● **TASK REQUIREMENTS**: Reply only with how many lines below contain "lanyard".

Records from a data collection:

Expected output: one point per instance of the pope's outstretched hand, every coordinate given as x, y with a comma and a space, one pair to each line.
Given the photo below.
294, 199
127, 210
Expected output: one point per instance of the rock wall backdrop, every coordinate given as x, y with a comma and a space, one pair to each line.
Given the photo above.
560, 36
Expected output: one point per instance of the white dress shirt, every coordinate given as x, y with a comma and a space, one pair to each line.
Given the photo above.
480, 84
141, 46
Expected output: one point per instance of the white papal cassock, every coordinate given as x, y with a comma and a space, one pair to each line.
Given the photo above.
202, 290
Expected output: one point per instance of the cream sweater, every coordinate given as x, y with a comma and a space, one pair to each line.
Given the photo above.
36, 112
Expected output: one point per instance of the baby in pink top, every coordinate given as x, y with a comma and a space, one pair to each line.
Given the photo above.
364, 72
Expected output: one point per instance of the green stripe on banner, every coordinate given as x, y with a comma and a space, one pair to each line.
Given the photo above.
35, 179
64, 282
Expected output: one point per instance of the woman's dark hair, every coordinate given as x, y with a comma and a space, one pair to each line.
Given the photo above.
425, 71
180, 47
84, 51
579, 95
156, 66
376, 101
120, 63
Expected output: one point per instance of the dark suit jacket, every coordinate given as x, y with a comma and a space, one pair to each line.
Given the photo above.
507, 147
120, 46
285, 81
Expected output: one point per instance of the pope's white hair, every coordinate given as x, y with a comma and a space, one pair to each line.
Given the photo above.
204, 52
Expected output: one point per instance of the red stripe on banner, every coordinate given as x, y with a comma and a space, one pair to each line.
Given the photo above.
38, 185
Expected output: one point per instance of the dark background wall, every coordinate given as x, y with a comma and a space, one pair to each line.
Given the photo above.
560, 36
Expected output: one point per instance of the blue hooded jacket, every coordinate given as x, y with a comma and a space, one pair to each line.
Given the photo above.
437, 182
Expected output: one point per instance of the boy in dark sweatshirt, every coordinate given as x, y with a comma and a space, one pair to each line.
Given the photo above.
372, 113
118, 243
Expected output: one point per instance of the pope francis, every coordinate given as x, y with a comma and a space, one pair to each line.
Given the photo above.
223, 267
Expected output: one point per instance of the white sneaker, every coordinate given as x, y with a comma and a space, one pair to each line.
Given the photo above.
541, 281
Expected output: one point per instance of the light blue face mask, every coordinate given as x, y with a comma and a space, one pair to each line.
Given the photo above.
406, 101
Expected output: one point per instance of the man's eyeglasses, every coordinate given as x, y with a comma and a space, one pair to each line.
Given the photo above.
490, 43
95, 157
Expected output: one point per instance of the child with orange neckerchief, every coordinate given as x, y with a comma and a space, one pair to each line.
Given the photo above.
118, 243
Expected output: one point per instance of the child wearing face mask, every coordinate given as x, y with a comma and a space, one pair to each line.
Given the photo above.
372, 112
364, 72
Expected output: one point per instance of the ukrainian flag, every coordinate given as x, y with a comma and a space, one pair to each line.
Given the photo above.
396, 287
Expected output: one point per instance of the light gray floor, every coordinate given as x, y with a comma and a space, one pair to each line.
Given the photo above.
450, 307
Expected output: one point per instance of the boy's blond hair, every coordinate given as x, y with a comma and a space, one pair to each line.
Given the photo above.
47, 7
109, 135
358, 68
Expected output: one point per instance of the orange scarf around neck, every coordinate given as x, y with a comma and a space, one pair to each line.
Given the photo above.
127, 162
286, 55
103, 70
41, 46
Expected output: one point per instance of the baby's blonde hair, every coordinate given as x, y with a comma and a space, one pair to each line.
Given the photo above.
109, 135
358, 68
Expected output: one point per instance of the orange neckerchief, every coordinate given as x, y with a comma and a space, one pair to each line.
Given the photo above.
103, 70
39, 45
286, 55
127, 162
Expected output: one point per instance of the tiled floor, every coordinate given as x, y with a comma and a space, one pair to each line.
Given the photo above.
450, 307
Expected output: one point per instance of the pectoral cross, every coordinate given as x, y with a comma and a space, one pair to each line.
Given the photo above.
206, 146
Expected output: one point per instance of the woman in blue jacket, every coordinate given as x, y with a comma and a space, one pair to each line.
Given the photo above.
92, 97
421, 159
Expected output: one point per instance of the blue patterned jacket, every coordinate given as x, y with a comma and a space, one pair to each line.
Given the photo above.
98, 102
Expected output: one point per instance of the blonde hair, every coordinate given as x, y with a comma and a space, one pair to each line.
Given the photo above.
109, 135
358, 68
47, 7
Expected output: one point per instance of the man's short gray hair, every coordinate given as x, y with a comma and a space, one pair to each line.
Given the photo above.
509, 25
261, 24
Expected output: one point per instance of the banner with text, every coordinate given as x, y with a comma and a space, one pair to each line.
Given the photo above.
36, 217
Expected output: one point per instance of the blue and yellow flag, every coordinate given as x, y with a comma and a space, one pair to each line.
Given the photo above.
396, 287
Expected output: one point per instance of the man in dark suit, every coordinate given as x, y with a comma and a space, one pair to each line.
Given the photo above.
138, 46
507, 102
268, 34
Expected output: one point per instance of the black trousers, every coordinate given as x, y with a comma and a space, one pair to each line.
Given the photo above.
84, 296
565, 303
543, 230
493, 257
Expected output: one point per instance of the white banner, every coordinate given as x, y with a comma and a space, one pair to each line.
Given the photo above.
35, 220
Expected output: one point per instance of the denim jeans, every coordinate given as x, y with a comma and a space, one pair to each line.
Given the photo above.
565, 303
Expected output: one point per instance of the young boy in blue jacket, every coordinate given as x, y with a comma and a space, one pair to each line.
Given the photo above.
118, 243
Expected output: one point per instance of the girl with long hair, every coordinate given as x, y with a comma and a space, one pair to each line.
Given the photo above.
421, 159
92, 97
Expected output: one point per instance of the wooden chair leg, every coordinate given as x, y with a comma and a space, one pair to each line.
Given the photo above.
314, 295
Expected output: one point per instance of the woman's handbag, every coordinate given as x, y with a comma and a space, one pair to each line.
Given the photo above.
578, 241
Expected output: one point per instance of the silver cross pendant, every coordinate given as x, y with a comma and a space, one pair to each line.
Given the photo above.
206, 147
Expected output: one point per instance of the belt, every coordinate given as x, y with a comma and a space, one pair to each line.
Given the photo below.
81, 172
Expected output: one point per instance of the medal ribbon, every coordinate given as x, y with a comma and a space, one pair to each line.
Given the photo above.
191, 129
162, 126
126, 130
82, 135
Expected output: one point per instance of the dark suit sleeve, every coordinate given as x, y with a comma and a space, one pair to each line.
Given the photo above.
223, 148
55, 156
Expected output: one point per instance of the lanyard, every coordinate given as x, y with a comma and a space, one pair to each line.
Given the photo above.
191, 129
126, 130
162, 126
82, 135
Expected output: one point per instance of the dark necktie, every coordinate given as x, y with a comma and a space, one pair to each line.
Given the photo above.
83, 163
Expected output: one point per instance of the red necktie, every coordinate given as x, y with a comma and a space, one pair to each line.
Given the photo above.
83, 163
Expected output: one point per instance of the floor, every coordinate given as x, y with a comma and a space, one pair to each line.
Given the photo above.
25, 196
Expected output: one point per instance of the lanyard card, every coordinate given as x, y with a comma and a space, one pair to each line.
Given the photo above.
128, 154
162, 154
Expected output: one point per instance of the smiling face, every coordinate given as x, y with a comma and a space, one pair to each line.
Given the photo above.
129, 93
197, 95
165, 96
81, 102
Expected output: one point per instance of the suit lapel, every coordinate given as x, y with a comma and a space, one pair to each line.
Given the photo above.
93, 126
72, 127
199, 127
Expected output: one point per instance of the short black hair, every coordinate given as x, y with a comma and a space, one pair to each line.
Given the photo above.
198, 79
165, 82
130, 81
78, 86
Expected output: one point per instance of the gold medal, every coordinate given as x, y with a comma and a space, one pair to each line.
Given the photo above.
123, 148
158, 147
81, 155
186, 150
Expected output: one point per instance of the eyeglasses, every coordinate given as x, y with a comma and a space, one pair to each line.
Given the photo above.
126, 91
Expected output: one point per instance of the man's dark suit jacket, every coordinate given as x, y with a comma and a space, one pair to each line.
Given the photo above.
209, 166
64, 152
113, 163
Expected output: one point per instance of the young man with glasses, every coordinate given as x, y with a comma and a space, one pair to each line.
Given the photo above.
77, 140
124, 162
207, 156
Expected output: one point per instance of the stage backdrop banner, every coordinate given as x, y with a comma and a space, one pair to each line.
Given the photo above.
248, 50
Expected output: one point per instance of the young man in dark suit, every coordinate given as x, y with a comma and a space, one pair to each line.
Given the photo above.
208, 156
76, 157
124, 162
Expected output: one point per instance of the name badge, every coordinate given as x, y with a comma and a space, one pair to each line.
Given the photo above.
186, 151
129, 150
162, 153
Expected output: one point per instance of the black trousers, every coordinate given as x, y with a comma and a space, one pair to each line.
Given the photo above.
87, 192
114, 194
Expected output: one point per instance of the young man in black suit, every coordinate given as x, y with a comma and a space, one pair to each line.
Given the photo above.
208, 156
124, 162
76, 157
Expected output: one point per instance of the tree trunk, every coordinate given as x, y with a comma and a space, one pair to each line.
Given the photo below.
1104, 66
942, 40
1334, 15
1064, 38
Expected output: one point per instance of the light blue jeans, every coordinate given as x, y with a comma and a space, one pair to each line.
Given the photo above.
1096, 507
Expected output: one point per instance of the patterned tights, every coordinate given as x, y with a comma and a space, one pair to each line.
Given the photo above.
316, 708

● **REPLY TO THE TASK**: 2